**GIVEN EXERCISE:**
Send each entry back exactly as given, pictures excluded.

**DATASET ENTRIES:**
↓
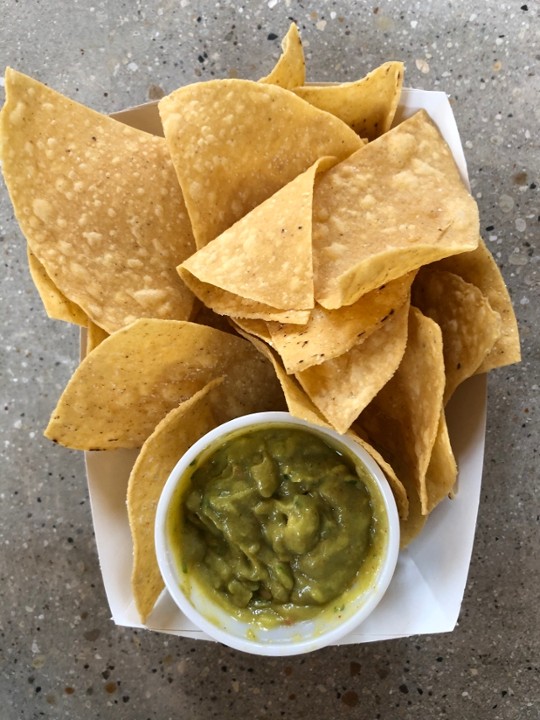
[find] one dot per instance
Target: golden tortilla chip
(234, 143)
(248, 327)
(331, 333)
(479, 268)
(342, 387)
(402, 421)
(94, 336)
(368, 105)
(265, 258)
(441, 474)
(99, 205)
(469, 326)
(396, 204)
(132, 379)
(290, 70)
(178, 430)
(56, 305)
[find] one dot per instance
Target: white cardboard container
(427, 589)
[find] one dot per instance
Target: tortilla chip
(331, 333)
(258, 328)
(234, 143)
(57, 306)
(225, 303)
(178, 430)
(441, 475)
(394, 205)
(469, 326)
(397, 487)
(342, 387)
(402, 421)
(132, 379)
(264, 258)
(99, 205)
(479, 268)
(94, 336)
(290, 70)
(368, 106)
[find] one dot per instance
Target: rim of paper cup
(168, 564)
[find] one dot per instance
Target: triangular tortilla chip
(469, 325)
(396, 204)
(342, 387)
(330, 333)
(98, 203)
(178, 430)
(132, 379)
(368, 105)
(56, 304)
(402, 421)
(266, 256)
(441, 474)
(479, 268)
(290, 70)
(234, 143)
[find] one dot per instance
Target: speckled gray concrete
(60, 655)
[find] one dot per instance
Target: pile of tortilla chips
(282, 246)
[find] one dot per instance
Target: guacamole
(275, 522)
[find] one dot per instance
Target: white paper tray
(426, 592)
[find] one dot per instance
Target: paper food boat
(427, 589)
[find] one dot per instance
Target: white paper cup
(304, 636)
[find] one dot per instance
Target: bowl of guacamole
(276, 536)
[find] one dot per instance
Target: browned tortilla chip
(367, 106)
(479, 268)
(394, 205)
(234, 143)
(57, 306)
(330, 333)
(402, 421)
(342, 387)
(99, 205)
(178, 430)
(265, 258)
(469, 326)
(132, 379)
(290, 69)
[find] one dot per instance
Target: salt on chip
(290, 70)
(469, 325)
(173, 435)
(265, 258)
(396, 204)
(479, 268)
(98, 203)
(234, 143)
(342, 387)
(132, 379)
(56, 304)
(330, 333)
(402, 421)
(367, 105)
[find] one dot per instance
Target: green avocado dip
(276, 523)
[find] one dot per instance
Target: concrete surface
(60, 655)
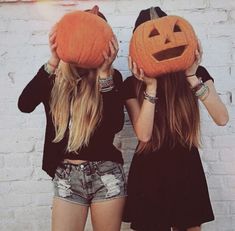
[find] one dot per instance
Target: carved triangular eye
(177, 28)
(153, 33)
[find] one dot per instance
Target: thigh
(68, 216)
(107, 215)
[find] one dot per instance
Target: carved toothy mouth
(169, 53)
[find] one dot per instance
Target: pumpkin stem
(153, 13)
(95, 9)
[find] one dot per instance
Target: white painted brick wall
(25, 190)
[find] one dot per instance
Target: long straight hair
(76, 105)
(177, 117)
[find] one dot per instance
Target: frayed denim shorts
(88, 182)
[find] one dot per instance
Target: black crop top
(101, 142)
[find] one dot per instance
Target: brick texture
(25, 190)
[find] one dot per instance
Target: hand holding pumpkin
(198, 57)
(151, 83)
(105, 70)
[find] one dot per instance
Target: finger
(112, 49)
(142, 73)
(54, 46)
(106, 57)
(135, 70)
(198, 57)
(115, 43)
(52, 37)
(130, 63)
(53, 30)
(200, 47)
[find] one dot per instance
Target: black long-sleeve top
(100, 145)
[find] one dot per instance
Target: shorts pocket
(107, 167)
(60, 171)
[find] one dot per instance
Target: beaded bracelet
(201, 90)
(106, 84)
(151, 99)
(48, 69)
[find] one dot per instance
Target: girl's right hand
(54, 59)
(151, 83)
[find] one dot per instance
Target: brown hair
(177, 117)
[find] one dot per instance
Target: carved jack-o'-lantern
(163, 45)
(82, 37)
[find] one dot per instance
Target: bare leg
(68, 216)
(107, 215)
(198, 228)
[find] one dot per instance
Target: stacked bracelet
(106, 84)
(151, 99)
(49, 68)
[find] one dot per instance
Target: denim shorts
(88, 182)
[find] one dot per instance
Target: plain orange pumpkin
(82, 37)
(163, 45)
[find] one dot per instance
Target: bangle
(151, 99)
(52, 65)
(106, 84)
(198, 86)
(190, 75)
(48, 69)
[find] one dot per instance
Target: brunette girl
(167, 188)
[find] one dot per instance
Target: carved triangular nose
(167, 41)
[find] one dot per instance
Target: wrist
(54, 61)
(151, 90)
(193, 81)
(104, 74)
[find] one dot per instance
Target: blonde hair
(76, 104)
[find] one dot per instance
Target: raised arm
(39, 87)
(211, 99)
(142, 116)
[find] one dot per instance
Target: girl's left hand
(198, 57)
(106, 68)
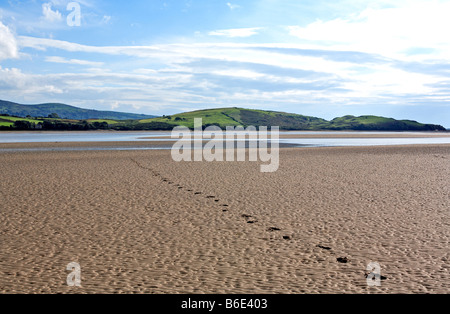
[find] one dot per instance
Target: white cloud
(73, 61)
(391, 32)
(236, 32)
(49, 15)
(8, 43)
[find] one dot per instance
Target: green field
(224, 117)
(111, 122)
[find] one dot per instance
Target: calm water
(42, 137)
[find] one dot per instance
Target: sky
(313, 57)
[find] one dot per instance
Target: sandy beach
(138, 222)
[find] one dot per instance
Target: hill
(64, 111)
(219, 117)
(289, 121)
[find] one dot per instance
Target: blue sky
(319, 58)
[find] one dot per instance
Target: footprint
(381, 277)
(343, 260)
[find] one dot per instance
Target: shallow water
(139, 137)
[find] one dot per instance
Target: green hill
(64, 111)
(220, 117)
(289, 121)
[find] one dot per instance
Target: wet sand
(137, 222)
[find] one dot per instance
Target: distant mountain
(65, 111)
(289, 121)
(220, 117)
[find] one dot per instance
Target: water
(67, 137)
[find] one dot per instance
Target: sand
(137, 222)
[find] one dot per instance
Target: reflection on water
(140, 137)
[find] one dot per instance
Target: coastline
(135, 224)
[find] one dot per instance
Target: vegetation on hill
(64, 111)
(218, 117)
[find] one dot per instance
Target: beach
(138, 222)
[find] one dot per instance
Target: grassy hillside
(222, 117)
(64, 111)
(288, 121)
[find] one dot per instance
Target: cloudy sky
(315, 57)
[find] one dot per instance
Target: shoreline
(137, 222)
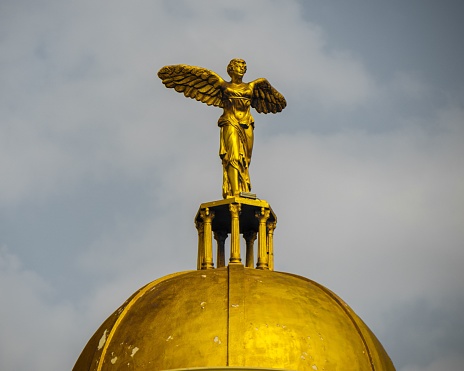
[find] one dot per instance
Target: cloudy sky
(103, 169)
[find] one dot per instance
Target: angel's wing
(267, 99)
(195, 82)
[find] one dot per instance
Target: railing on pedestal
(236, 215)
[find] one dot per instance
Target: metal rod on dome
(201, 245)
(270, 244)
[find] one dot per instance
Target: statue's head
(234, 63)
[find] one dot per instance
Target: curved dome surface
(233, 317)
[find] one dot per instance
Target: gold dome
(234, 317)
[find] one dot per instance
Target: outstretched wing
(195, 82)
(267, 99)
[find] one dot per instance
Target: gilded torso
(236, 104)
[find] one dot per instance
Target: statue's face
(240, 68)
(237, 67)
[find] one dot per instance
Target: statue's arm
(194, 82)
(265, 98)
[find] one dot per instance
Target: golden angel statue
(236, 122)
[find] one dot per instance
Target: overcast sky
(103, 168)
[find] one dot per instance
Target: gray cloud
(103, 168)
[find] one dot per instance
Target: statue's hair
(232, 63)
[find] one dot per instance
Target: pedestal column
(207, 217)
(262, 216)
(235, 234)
↑
**FINISHED TASK:**
[find] one dot per instance
Target: golden tortilla chip
(234, 143)
(248, 327)
(331, 333)
(479, 268)
(342, 387)
(402, 421)
(94, 336)
(368, 105)
(265, 258)
(441, 474)
(99, 205)
(469, 326)
(396, 204)
(132, 379)
(290, 70)
(178, 430)
(56, 305)
[find] one dot per instance
Target: white cardboard container
(427, 589)
[find] one dot per instance
Target: tortilla chip
(331, 333)
(258, 328)
(234, 143)
(57, 306)
(225, 303)
(178, 430)
(441, 475)
(394, 205)
(469, 326)
(397, 487)
(342, 387)
(402, 421)
(132, 379)
(264, 258)
(99, 205)
(479, 268)
(94, 336)
(290, 70)
(368, 106)
[find] one dot per instance
Target: rim of paper cup
(168, 564)
[find] one dot per instance
Target: triangular tortilla chip
(469, 325)
(396, 204)
(342, 387)
(330, 333)
(98, 203)
(178, 430)
(132, 379)
(368, 105)
(56, 304)
(402, 421)
(266, 256)
(441, 474)
(479, 268)
(290, 70)
(234, 143)
[find] one dot per instance
Target: speckled gray concrete
(60, 655)
[find] one dot per instance
Target: pile of tortilla chips
(282, 246)
[find] one dot per instance
Target: guacamole
(275, 522)
[find] one dot per instance
Target: white paper tray
(426, 592)
[find] one dot per instance
Target: paper food boat
(427, 589)
[find] one dot per instance
Target: white paper cup
(304, 636)
[find] one dot per instance
Target: bowl of guacamole
(276, 536)
[find] one dot per instance
Target: browned tortilla chip
(367, 106)
(479, 268)
(394, 205)
(234, 143)
(57, 306)
(330, 333)
(402, 421)
(342, 387)
(99, 205)
(178, 430)
(265, 258)
(469, 326)
(132, 379)
(290, 69)
[find] one dot per instance
Target: salt on chip
(290, 70)
(469, 325)
(173, 435)
(265, 258)
(396, 204)
(479, 268)
(98, 203)
(234, 143)
(342, 387)
(132, 379)
(56, 304)
(330, 333)
(402, 421)
(367, 105)
[find] one dot per instance
Target: green avocado dip
(276, 523)
[find] one dot per instance
Target: concrete surface
(60, 655)
[find] one dot per instance
Target: carved triangular eye
(177, 28)
(153, 33)
[find] one dot per instance
Target: thigh
(68, 216)
(107, 215)
[find] one dot per instance
Target: carved toothy mouth
(169, 53)
[find] one dot per instance
Target: pumpkin stem
(153, 13)
(95, 9)
[find] one dot per instance
Target: white painted brick wall
(25, 190)
[find] one dot per instance
Target: long straight hair
(76, 105)
(177, 117)
[find] one dot per instance
Target: frayed denim shorts
(88, 182)
[find] one dot per instance
Target: black crop top
(101, 142)
[find] one dot per instance
Target: brick texture
(25, 190)
[find] one dot per instance
Target: hand holding pumpkin
(198, 57)
(151, 83)
(105, 70)
[find] one dot per instance
Target: finger
(112, 49)
(142, 73)
(54, 46)
(106, 57)
(135, 70)
(198, 57)
(115, 43)
(52, 37)
(130, 63)
(53, 30)
(200, 47)
[find] one dot per instance
Target: black long-sleeve top
(100, 145)
[find] one dot per instance
Target: shorts pocket
(107, 167)
(60, 171)
[find] one dot per instance
Target: beaded bracelet
(201, 90)
(106, 84)
(151, 99)
(48, 69)
[find] one dot per instance
Target: girl's right hand
(54, 59)
(151, 83)
[find] one dot per instance
Target: brown hair
(177, 117)
[find] one dot per instance
Target: carved jack-o'-lantern
(163, 45)
(82, 37)
[find] one dot per instance
Target: bare leg
(68, 216)
(107, 215)
(198, 228)
[find] one dot per instance
Target: stacked bracelet
(106, 84)
(151, 99)
(49, 68)
[find] one dot per instance
Target: denim shorts
(88, 182)
[find] one dot per instance
Target: plain orange pumpkin
(82, 37)
(163, 45)
[find] one dot per instance
Target: bangle
(151, 99)
(52, 65)
(106, 84)
(198, 86)
(190, 75)
(48, 69)
[find] one dot per instance
Target: brunette girl
(167, 188)
[find] one dot per instance
Target: carved triangular nose
(167, 41)
[find] one dot per instance
Target: wrist
(54, 61)
(151, 90)
(193, 81)
(104, 74)
[find] one dot per instance
Target: blonde hair
(76, 104)
[find] one dot per instance
Target: raised arm
(39, 87)
(211, 99)
(142, 116)
[find] one dot per instance
Target: girl's left hand
(198, 57)
(106, 68)
[find] one dot per instance
Target: white cloud
(73, 61)
(391, 32)
(236, 32)
(49, 15)
(8, 43)
[find] one dot per instance
Target: green field
(224, 117)
(111, 122)
[find] one dot per instance
Target: calm water
(42, 137)
[find] one dot per instance
Target: sky
(313, 57)
[find] one dot per instance
Target: sandy beach
(138, 222)
[find] one dot per instance
Target: hill
(64, 111)
(219, 117)
(289, 121)
[find] one dot per instance
Target: blue sky
(319, 58)
[find] one dot per instance
Target: footprint
(381, 277)
(343, 260)
[find] one dot per instance
Target: shallow water
(139, 137)
[find] one dot per instance
Target: green hill
(64, 111)
(220, 117)
(289, 121)
[find] one dot per instance
Target: wet sand
(137, 222)
[find] one dot per instance
Target: distant mountain
(65, 111)
(289, 121)
(220, 117)
[find] one dot per instance
Target: water
(67, 137)
[find] one dot per instance
Target: sand
(137, 222)
[find] one dot per instance
Target: reflection on water
(140, 137)
[find] one dot per instance
Target: coastline
(135, 224)
[find] one dot per instance
Target: vegetation on hill
(64, 111)
(218, 117)
[find] one dot per instance
Target: beach
(138, 222)
[find] one dot per instance
Target: grassy hillside
(222, 117)
(64, 111)
(288, 121)
[find] one dot per instance
Target: cloudy sky
(315, 57)
[find] one dot per instance
Target: shoreline
(137, 222)
[find] one dot per instance
Target: cloudy sky
(103, 169)
[find] one dot per instance
Target: angel's wing
(267, 99)
(195, 82)
[find] one dot per instance
Target: railing on pedestal
(236, 215)
[find] one dot per instance
Target: metal rod on dome
(201, 245)
(270, 244)
[find] one dot per instance
Target: statue's head
(234, 63)
[find] one dot per instance
Target: curved dome surface
(233, 317)
[find] one dot per instance
Target: gold dome
(234, 317)
[find] one dot per instance
Target: outstretched wing
(195, 82)
(267, 99)
[find] one dot per instance
Target: gilded torso
(236, 104)
[find] one dot per instance
Target: statue's face
(240, 68)
(237, 67)
[find] one dot per instance
Target: statue's arm
(194, 82)
(265, 98)
[find] one dot per instance
Target: golden angel statue
(236, 122)
[find] one dot per instance
Target: overcast sky
(103, 168)
[find] one dot per instance
Target: gray cloud
(103, 168)
[find] one dot per instance
Target: statue's hair
(232, 63)
[find] one dot per instance
Target: pedestal column
(207, 217)
(262, 216)
(235, 234)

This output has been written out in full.